[[ Selected passage, beginning ]]

Architect Bijoy Jain would like you to scratch out everything you might have read or think you know about him. His much lauded use of natural materials, his rooted design language, his merging of tradition with modernity, his sustainability. It’s all too limiting, he says: “It’s a prejudice. People make these distinctions without asking me. I am only sustaining myself and my environment.”

We are sitting in Jain’s studio-home space in south Mumbai’s Byculla neighbourhood, where he has lived for the past nine years. The director and principal architect of globally renowned firm Studio Mumbai – barefoot, dressed head-to-toe in navy blue – has a unique intensity. He speaks about staying centred and tuning into haptic – or tactile – consciousness. What shines through is a quest to work with materials, and to bring the elements – water, air and light, and emotion – into his designs. To this end, his latest project is entitled Breath of an Architect, an installation opening at the Fondation Cartier Pour l’Art Contemporain in Paris this December. Arranged across two floors, it brings together sculpture, rendered panels, bamboo frameworks and structures that evoke traditional Indian houses. Jain describes it as “a new space of quiet contemplation and reverie”.

[[ Selected passage, end ]]
[[ Material supplied, beginning ]]

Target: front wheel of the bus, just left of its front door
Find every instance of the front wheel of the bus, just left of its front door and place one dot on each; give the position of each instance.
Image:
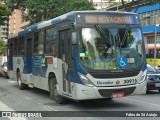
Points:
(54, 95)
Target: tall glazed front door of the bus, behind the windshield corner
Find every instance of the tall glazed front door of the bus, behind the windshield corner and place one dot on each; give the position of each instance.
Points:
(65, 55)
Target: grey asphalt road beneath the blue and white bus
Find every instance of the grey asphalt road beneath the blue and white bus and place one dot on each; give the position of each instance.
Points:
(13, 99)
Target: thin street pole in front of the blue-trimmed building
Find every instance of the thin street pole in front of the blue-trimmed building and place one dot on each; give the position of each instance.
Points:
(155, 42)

[[ Material supplied, end ]]
[[ Material supplied, beginning ]]

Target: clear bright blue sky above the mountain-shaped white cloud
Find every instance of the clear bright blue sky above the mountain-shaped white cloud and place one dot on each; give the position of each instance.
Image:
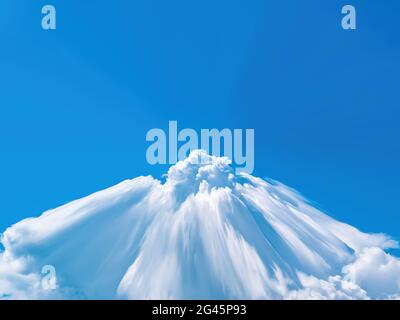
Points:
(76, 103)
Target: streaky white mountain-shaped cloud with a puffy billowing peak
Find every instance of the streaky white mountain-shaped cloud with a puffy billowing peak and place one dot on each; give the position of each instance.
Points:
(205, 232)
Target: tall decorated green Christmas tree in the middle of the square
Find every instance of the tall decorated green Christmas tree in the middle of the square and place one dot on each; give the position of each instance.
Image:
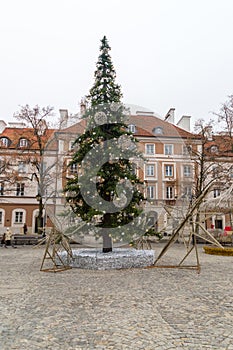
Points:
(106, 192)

[[ Material supplied, end ]]

» **What is needed**:
From the passage on architect Bijoy Jain above, list every kind of work that the installation Breath of an Architect brings together.

» **Response for this exercise**:
- Sculpture
- Rendered panels
- Bamboo frameworks
- Structures that evoke traditional Indian houses